**Study questions:**
1. In the MEF excerpt below, copy the passage from "return null;" up to and including "with our own.", substituting "actual object" for "concrete instance".
2. Condense the paragraph of the MEF excerpt that begins "MEF built upon abstraction layer" into a short bulleted list that keeps its main points.
3. Answer these questions from the MEF excerpt:
(a) How many projects does the sample solution contain?
(b) Under which metadata key does CastelExportDefinition store the actual instance?
(c) Which ImportCardinality value does CastelImportDefinition pass to its base constructor?

The sample solution has 2 projects:
- CastleMEF project which implement the MEF model
- CastleConsole which consume the CastleMEF module, using Castle Windsor configuration
CastleConsole configuration
<castle>
<components>
<component id="Logger"
service="Bnaya.Samples.ILogger, CastleConsole"
type="Bnaya.Samples.ColsoleLogger, CastleConsole">
</component>
</components>
</castle>
We can see very simple Castle Windsor configuration that map ILogger to be instantiate with ConsoleLogger
Castle Windsor instantiation Vs. MEF instantiation
Instantiating ILogger using Castle Windsor:
IWindsorContainer castleContainer = new WindsorContainer (new XmlInterpreter ());
ILogger castleLogger = castleContainer.Resolve<ILogger> ();
Instantiating ILogger using MEF:
ILogger mefSimpleLogger = CastelCompositor.Resolve<ILogger> ();
As we can see the consumer get quite similar experience.
Diving into the custom MEF implementation
Catalog:
public class CastelCatalog: ComposablePartCatalog {
private IQueryable<ComposablePartDefinition> _queryableParts = null;
public override IQueryable<ComposablePartDefinition> Parts {
get {
var collection = new List<ComposablePartDefinition> ();
collection.Add (new CastelPartDefinition (…));
return this._queryableParts;
}
}
}
The catalog responsible for give IQueryable of ComposablePartDefinition
ComposablePartDefinition
public class CastelPartDefinition: ComposablePartDefinition {
private Dictionary<string, object> _mapping; // the mapping as the catalog resolve from the configuration
public CastelPartDefinition ( Dictionary<string, object> mapping ) {
_mapping = mapping;
}
public override ComposablePart CreatePart () {
return new CastelPart (this);
}
public override IEnumerable<ExportDefinition> ExportDefinitions {
get {
return from item in _mapping
select new CastelExportDefinition (item.Key, item.Value) as ExportDefinition;
}
}
public override IEnumerable<ImportDefinition> ImportDefinitions {
get {
return from item in _mapping
select new CastelImportDefinition (item.Key) as ImportDefinition;
}
}
}
ExportDefinition
public class CastelExportDefinition: ExportDefinition {
private IDictionary<string, object> _metadata;
public CastelExportDefinition ( string contractName, object instance )
: base (contractName, null) {
_metadata = new Dictionary<string, object> (base.Metadata);
_metadata.Add ("Instance", instance); // holding the actual instance
_metadata.Add ("ExportTypeIdentity", contractName); // won't work without it
}
public override IDictionary<string, object> Metadata {
get {
return _metadata;
}
}
}
Export definition responsible to supply the right instance information to the right contract
ImportDefinition
public class CastelImportDefinition: ImportDefinition {
public CastelImportDefinition ( string contract )
: base (e => e.ContractName == contract,
ImportCardinality.ExactlyOne, false, false) {
}
}
Import definition responsible to set the filtering which satisfy the import (e => e.ContractName == contract)
ComposablePart
public class CastelPart: ComposablePart {
private readonly CastelPartDefinition _def;
public CastelPart (CastelPartDefinition def) {
_def = def;
} public override object GetExportedObject ( ExportDefinition definition ){
if (!definition.Metadata.ContainsKey ("Instance"))
return null;
return definition.Metadata["Instance"];
}
}
The role of the composable part is to hand the concrete instance
Summary
MEF built upon abstraction layer (primitives) therefore we can replace the
out of the box attributed model with our own.
It can be useful in cases that we need to compose the MEF upon
runtime information like central configuration, cases where the
design-time attribute model does not fit.

(Dataset entries)
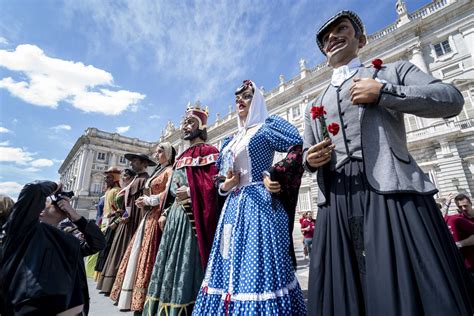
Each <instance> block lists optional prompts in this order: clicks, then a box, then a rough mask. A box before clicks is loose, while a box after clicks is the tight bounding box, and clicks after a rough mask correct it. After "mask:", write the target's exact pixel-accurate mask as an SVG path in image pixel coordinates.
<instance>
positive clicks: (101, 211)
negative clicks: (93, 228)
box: [95, 182, 108, 227]
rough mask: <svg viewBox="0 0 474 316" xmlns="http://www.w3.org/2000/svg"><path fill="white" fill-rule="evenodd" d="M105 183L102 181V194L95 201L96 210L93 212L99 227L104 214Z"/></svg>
mask: <svg viewBox="0 0 474 316" xmlns="http://www.w3.org/2000/svg"><path fill="white" fill-rule="evenodd" d="M107 189H108V187H107V183H106V182H104V185H103V187H102V193H103V194H104V195H102V196H101V197H100V198H99V201H97V204H96V206H95V208H96V210H97V212H96V214H95V223H96V224H97V226H99V227H101V226H102V216H104V204H105V192H107Z"/></svg>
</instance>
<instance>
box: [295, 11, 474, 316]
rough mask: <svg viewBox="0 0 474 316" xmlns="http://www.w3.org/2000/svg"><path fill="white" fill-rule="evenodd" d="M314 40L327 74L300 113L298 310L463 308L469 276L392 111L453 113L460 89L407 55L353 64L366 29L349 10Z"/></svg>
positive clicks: (461, 98)
mask: <svg viewBox="0 0 474 316" xmlns="http://www.w3.org/2000/svg"><path fill="white" fill-rule="evenodd" d="M316 41H317V44H318V46H319V48H320V49H321V51H322V52H323V54H324V55H325V56H326V57H327V61H328V64H329V65H330V66H331V67H332V68H333V74H332V77H331V79H330V83H329V85H328V86H327V87H326V88H325V89H324V90H323V92H322V93H321V94H320V95H319V96H318V97H317V98H316V99H315V100H314V101H313V102H311V103H309V104H308V107H307V109H306V111H305V131H304V147H305V152H304V159H303V161H304V165H305V167H306V169H307V170H309V171H310V172H317V182H318V187H319V193H318V205H319V209H318V217H317V221H316V227H315V234H314V243H315V244H317V245H318V246H317V247H316V248H315V249H314V250H313V251H312V253H311V261H310V272H309V282H308V284H309V288H308V313H309V315H421V314H424V315H471V314H472V313H473V306H472V302H473V300H472V297H473V294H474V290H473V289H472V284H471V282H470V280H469V278H468V277H467V278H466V276H467V272H466V270H465V269H464V267H463V266H462V261H461V259H460V256H459V253H458V251H457V249H456V246H455V244H454V242H453V241H452V238H451V237H450V235H449V231H448V229H447V227H446V225H445V224H444V222H443V218H442V216H441V214H440V212H439V211H438V209H437V207H436V204H435V201H434V199H433V197H432V195H433V194H434V193H436V192H437V189H436V188H435V186H434V185H433V184H432V183H431V182H430V181H429V179H428V178H427V177H426V176H425V174H424V173H423V171H422V170H421V169H420V168H419V167H418V165H417V164H416V162H415V161H414V160H413V157H411V155H410V154H409V152H408V149H407V140H406V132H405V126H404V119H403V116H404V114H413V115H417V116H424V117H440V118H441V117H442V118H448V117H453V116H455V115H457V114H458V113H459V112H460V111H461V109H462V106H463V102H464V100H463V96H462V95H461V93H460V92H459V91H458V90H457V89H456V88H455V87H454V86H452V85H450V84H445V83H442V82H441V81H440V80H439V79H436V78H433V77H432V76H430V75H428V74H426V73H424V72H422V71H421V70H419V69H418V68H417V67H416V66H414V65H413V64H411V63H410V62H408V61H397V62H394V63H390V64H383V62H382V60H380V59H375V60H373V62H372V64H373V67H368V68H365V67H363V65H362V63H361V62H360V59H359V58H358V52H359V49H361V48H362V47H363V46H364V45H365V44H366V41H367V39H366V36H365V28H364V25H363V23H362V21H361V19H360V18H359V16H357V14H355V13H354V12H352V11H341V12H339V13H337V14H336V15H334V16H332V17H331V18H330V19H329V20H327V21H326V22H325V23H324V24H323V25H322V26H321V27H320V29H319V30H318V32H317V34H316ZM341 284H344V286H341ZM388 284H391V285H392V286H387V285H388ZM433 289H436V291H434V290H433Z"/></svg>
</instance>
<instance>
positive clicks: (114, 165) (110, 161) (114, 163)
mask: <svg viewBox="0 0 474 316" xmlns="http://www.w3.org/2000/svg"><path fill="white" fill-rule="evenodd" d="M117 165H118V163H117V154H116V153H114V152H110V160H109V167H113V166H117Z"/></svg>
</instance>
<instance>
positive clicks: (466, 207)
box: [447, 193, 474, 280]
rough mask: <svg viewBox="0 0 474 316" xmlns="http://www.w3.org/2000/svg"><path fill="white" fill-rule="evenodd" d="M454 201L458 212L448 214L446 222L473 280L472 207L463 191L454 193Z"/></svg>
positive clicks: (469, 198)
mask: <svg viewBox="0 0 474 316" xmlns="http://www.w3.org/2000/svg"><path fill="white" fill-rule="evenodd" d="M454 202H455V203H456V206H457V207H458V209H459V212H460V214H458V215H452V216H449V219H448V221H447V224H448V226H449V228H450V230H451V233H452V234H453V239H454V241H455V242H456V245H457V246H458V248H459V250H460V251H461V254H462V255H463V258H464V265H465V266H466V268H467V269H468V271H469V272H470V274H471V277H473V280H474V209H473V208H472V202H471V199H470V198H469V196H467V195H466V194H464V193H460V194H458V195H456V197H455V198H454Z"/></svg>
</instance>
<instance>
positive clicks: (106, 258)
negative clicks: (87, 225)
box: [94, 167, 135, 281]
mask: <svg viewBox="0 0 474 316" xmlns="http://www.w3.org/2000/svg"><path fill="white" fill-rule="evenodd" d="M128 170H130V169H128ZM130 171H131V170H130ZM132 172H133V171H132ZM133 173H134V176H135V172H133ZM121 174H122V172H121V171H120V169H118V168H117V167H110V168H109V169H107V171H105V172H104V184H105V187H106V189H105V194H104V196H103V199H102V198H101V199H100V200H99V205H100V204H101V202H100V201H101V200H102V205H103V206H102V210H103V211H102V214H101V216H100V224H98V225H99V227H100V228H101V229H102V231H103V232H104V234H105V242H106V245H105V248H104V249H103V250H102V251H101V252H99V253H98V255H97V259H96V264H95V267H94V270H95V273H94V280H96V281H97V280H98V279H99V276H100V273H101V272H102V270H103V269H104V265H105V261H106V260H107V256H108V255H109V252H110V248H111V247H112V242H113V241H114V235H115V228H117V225H118V222H119V221H120V219H121V214H120V212H118V207H117V203H116V197H117V194H118V192H119V191H120V179H121Z"/></svg>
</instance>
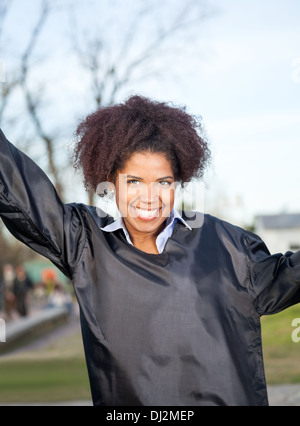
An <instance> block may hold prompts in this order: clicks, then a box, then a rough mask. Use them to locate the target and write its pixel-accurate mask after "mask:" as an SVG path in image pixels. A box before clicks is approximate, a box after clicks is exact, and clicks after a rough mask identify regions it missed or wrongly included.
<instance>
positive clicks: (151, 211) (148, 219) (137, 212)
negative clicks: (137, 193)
mask: <svg viewBox="0 0 300 426" xmlns="http://www.w3.org/2000/svg"><path fill="white" fill-rule="evenodd" d="M133 210H134V212H135V215H134V216H135V217H137V218H138V219H140V220H143V221H145V222H150V221H152V220H155V219H157V218H158V217H159V213H160V211H161V207H157V208H156V209H140V208H139V207H133Z"/></svg>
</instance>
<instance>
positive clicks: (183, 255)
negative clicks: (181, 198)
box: [0, 133, 300, 406]
mask: <svg viewBox="0 0 300 426" xmlns="http://www.w3.org/2000/svg"><path fill="white" fill-rule="evenodd" d="M0 164H1V168H0V215H1V217H2V219H3V221H4V223H5V224H6V226H7V228H8V229H9V230H10V231H11V233H12V234H13V235H15V236H16V237H17V238H19V239H20V240H21V241H23V242H24V243H25V244H27V245H28V246H29V247H32V248H33V249H34V250H36V251H37V252H39V253H41V254H42V255H44V256H46V257H47V258H49V259H50V260H51V261H52V262H53V263H54V264H55V265H57V266H58V267H59V268H60V269H61V270H62V271H63V272H64V273H65V274H66V276H68V277H69V278H70V279H72V282H73V285H74V288H75V292H76V295H77V298H78V302H79V305H80V310H81V324H82V335H83V342H84V348H85V354H86V360H87V366H88V372H89V377H90V383H91V390H92V396H93V401H94V404H95V405H108V406H112V405H115V406H122V405H123V406H124V405H132V406H138V405H146V406H155V405H157V406H161V405H164V406H172V405H173V406H197V405H267V404H268V398H267V391H266V383H265V376H264V368H263V358H262V348H261V332H260V317H261V315H264V314H273V313H276V312H279V311H281V310H282V309H284V308H286V307H288V306H290V305H292V304H295V303H298V302H299V301H300V291H299V284H300V253H299V252H297V253H295V254H293V253H290V252H289V253H286V254H285V255H281V254H276V255H270V253H269V252H268V250H267V248H266V246H265V245H264V243H263V242H262V241H261V240H260V239H259V238H258V237H257V236H256V235H254V234H252V233H250V232H247V231H244V230H242V229H240V228H238V227H236V226H233V225H230V224H228V223H226V222H224V221H222V220H219V219H217V218H214V217H212V216H209V215H205V216H204V222H203V225H202V226H201V227H199V228H194V229H193V230H192V231H190V230H189V229H187V228H186V227H184V225H183V224H181V223H177V224H176V226H175V230H174V233H173V235H172V237H171V238H170V239H169V240H168V242H167V245H166V247H165V250H164V252H163V253H162V254H160V255H152V254H147V253H144V252H142V251H140V250H138V249H137V248H135V247H133V246H130V245H129V244H128V243H127V241H126V240H125V237H124V235H123V234H122V232H121V231H117V232H114V233H105V232H102V231H101V230H100V228H101V227H103V226H105V225H106V224H107V223H109V221H111V220H112V218H108V217H100V216H101V215H99V214H98V213H99V212H97V210H96V209H95V208H93V207H87V206H85V205H80V204H69V205H64V204H63V203H61V201H60V200H59V198H58V196H57V194H56V192H55V190H54V188H53V186H52V185H51V183H50V182H49V180H48V179H47V177H46V176H45V175H44V173H43V172H42V171H41V170H40V169H39V168H38V167H37V166H36V165H35V164H34V163H33V162H32V161H31V160H30V159H29V158H28V157H26V156H25V155H24V154H22V153H21V152H20V151H18V150H17V149H16V148H14V147H13V146H12V145H11V144H9V142H8V141H7V140H6V139H5V137H4V135H3V134H2V133H1V134H0ZM186 219H187V218H186Z"/></svg>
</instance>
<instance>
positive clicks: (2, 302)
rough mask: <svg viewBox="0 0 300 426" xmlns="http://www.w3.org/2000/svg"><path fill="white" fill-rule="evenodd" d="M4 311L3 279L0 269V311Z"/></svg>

**Answers given:**
1.
return null;
return definition.Metadata["Instance"];
}
}
The role of the composable part is to hand the actual object
Summary
MEF built upon abstraction layer (primitives) therefore we can replace the
out of the box attributed model with our own.

2.
- MEF is built on an abstraction layer (primitives), so its out-of-the-box attributed model can be replaced with a custom one.
- This helps when MEF composition must rely on runtime information, such as central configuration, where the design-time attribute model does not fit.

3.
(a) Two.
(b) "Instance".
(c) ImportCardinality.ExactlyOne.